Start

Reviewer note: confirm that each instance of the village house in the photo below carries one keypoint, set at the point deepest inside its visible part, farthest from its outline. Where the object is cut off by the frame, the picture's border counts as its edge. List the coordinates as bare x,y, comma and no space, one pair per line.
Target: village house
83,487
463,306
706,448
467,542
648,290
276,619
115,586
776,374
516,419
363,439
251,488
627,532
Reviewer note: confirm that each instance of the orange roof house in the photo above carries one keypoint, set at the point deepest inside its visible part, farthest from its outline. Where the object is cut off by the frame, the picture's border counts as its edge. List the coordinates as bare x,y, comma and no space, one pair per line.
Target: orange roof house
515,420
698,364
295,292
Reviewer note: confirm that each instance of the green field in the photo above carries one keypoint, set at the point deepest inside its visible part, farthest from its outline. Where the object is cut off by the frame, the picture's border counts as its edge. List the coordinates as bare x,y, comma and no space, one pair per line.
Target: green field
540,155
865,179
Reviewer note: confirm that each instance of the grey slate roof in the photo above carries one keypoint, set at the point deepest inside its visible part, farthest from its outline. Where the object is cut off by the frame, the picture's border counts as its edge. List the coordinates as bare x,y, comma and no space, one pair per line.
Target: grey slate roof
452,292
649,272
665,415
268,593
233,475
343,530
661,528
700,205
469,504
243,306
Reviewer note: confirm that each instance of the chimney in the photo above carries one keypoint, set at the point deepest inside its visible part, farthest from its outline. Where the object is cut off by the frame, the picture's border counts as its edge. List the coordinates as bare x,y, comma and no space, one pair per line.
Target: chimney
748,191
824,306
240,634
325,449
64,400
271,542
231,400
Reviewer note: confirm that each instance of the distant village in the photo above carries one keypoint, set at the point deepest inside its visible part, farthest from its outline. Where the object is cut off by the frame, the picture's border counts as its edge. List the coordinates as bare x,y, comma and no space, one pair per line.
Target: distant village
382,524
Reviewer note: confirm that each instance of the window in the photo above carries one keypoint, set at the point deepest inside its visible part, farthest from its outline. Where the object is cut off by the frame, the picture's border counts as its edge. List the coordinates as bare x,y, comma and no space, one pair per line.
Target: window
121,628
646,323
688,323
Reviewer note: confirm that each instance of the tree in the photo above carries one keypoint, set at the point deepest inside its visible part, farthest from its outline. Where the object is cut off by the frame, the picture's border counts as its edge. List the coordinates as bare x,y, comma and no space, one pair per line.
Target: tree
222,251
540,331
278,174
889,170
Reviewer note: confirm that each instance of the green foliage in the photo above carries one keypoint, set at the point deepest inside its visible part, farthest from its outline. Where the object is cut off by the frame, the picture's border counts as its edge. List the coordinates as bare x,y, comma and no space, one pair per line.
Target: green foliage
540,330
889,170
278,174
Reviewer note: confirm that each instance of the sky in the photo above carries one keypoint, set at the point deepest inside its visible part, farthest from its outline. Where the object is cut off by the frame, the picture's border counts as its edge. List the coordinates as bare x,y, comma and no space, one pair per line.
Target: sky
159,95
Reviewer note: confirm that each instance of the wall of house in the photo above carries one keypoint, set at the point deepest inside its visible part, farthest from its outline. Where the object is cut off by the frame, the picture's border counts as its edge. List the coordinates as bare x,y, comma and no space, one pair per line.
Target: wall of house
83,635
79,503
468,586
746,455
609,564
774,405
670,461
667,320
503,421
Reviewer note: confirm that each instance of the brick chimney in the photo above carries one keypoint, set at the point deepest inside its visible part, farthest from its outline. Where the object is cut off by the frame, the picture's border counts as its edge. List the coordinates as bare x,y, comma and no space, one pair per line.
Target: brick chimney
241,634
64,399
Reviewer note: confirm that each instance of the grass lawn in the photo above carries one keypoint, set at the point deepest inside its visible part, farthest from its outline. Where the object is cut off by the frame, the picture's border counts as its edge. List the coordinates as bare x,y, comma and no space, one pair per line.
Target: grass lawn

End

### Stated task
Give exactly the lines from the one with "Reviewer note: confirm that each instance of the sky" to the end of the entries, nothing before them.

### Complete answer
Reviewer note: confirm that each instance of the sky in the photo above carries one keypoint, set at the point deepest inside its visible part, farthest from its outline. Where the object is cut off by the frame, the picture's border counts as its edge. List the coordinates as bare x,y, comma and no space, one pair per line.
Target: sky
159,95
Reviewer note: confirm that each instance of the wall of house in the photo above carries one keypoint, set at the point deepest inside its visible part, farthest from its outline. Where the object is cut off by the frame, the picture's border counts as its edge. List the coordinates as bare x,y, comma and no space, one pair per line.
Target: wall of house
83,635
79,503
468,586
746,455
609,564
774,405
670,461
667,320
503,421
Reviewer note: confirm that each instance of the brick chimney in the photo above carries one keypoint, set at the point deepest inside its visible part, farthest from its outline. Where the object is cut off by the frame, the picture's border counts as its edge. List the coordinates as bare x,y, comma and no space, one pair per line.
Target: brick chimney
241,634
64,399
Reviewer note: confirm that each instance of the grass lawn in the photo above carries one keypoint, set at the point deepest inside its visible part, farthest from its outline. Where the object is cut off by the frame, the picture's border counts as its edge. List the coordinates as bare x,y, comma and no space, one pair per line.
Target: grass lawn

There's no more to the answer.